Records from a data source
-------
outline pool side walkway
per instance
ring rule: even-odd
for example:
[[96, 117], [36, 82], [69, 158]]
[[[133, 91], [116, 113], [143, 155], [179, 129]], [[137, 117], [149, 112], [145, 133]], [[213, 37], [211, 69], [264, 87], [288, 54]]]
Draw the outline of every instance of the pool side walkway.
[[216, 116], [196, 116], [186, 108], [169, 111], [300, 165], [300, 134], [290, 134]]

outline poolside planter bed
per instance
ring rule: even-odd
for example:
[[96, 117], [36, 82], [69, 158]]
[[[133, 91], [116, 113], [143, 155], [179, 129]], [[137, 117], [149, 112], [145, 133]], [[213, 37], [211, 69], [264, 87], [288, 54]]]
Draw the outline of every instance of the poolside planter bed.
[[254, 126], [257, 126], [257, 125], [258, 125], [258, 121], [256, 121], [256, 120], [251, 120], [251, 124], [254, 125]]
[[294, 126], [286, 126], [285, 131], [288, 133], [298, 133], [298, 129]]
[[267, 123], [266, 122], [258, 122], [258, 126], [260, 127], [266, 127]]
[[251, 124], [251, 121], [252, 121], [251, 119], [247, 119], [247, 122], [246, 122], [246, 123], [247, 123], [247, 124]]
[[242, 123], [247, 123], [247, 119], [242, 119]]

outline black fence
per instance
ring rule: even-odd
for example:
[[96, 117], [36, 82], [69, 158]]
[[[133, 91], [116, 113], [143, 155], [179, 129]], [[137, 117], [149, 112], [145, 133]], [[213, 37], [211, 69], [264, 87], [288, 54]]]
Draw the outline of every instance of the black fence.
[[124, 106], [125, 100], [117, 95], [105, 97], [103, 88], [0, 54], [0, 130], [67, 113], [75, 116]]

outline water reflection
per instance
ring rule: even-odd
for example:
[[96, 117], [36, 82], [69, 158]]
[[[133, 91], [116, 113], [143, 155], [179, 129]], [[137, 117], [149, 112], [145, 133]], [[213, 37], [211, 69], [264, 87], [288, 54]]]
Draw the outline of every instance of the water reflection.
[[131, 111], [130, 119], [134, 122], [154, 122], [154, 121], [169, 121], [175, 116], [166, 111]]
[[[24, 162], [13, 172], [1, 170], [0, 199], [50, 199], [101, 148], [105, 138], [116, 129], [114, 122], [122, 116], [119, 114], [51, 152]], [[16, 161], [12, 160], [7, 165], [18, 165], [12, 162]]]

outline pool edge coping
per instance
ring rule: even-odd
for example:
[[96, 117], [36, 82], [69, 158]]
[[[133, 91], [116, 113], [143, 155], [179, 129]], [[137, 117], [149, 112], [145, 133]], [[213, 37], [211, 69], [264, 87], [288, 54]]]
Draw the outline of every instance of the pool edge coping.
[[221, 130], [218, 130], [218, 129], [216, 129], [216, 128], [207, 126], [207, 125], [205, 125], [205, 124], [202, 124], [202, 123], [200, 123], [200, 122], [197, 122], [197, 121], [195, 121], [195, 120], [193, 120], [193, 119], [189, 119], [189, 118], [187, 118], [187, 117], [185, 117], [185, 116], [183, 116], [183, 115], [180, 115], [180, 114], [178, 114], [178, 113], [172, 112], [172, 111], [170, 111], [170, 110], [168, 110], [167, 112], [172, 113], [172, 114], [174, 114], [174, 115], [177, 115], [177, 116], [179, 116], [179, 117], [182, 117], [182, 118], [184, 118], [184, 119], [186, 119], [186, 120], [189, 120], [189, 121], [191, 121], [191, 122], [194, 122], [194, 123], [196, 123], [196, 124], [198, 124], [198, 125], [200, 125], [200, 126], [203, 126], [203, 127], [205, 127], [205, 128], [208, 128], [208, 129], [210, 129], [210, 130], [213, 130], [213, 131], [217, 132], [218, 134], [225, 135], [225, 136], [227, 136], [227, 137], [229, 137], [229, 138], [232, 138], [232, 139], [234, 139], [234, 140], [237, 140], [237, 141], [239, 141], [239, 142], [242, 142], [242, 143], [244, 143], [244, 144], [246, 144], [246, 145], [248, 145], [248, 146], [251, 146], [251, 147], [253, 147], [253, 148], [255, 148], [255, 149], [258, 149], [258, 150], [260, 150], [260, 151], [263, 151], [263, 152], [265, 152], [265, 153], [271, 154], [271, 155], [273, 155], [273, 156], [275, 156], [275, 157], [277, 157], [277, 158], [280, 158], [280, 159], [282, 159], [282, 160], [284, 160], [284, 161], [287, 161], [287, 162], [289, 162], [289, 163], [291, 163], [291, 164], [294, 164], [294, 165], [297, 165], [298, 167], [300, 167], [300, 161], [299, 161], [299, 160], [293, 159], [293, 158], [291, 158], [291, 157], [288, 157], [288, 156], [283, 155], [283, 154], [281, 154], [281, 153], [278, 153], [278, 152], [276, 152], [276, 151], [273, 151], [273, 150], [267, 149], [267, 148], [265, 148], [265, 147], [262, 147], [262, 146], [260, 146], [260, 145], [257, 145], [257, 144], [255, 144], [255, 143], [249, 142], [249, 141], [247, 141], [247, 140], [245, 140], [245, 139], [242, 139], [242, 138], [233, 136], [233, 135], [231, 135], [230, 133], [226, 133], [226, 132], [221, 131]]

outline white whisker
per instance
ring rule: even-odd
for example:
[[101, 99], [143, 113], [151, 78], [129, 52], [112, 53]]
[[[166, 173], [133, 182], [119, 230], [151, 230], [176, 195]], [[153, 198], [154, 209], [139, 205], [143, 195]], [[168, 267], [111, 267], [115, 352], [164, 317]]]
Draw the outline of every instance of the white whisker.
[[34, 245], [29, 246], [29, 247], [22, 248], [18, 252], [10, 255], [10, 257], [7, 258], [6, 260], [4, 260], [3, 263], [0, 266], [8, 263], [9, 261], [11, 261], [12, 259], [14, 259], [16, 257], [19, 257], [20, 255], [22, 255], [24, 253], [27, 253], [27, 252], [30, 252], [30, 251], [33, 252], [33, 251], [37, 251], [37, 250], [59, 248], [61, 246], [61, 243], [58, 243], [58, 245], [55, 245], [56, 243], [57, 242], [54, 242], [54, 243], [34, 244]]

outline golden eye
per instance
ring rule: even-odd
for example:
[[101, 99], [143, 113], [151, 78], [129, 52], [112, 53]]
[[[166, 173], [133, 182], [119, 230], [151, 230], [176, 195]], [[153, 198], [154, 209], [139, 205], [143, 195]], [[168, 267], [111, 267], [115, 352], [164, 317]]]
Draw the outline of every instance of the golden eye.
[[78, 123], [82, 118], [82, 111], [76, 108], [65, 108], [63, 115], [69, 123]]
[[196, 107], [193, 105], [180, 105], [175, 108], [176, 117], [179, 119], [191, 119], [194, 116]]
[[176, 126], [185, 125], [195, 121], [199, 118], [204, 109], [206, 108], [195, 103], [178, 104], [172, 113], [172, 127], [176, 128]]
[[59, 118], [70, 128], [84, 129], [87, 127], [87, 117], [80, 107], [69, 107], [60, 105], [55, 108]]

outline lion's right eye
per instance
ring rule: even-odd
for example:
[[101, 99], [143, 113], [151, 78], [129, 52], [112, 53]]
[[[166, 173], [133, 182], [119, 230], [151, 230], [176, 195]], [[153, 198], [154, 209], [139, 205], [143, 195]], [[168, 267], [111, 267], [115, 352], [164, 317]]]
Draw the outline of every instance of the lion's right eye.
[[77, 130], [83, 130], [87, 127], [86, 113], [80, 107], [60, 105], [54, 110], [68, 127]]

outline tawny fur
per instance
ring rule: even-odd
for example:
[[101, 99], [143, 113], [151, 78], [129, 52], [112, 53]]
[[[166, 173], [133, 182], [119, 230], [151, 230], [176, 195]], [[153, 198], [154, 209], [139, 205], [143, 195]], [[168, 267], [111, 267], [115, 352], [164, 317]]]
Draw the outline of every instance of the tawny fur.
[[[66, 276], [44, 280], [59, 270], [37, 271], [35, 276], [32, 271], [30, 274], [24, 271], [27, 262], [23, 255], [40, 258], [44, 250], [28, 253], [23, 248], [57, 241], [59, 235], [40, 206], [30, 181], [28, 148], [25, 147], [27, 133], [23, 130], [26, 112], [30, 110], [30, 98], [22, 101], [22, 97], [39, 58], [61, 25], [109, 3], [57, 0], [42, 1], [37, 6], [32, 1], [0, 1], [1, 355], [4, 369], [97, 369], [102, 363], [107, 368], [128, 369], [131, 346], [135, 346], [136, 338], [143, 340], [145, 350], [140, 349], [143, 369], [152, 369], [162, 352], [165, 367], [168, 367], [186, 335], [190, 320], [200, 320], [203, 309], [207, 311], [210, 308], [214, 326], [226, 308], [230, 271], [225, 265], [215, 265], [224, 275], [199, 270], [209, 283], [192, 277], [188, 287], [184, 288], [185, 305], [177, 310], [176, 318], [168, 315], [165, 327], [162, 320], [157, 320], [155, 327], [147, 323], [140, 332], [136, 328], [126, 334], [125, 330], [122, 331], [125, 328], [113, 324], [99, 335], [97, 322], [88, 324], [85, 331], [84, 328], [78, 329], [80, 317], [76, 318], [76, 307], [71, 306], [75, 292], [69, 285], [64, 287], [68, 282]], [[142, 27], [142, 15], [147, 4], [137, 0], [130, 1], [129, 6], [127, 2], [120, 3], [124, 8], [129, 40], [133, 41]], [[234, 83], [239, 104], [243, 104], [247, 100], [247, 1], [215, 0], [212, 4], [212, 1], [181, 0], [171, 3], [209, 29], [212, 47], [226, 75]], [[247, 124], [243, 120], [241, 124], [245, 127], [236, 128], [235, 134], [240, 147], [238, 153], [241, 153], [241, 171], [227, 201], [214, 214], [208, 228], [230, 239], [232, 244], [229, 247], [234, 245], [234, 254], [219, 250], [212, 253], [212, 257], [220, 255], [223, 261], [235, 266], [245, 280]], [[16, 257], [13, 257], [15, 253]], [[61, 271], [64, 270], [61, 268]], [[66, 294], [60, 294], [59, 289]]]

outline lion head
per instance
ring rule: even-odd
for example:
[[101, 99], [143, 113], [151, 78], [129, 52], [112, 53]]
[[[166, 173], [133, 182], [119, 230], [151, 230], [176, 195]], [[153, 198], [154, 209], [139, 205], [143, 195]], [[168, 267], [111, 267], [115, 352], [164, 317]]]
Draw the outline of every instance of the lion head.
-------
* _ASSIGNMENT_
Every line that holds the word "head" should be copied from the records above.

* _ANSWER FOR THE TASK_
outline lion head
Draw the outline of every instance of the lion head.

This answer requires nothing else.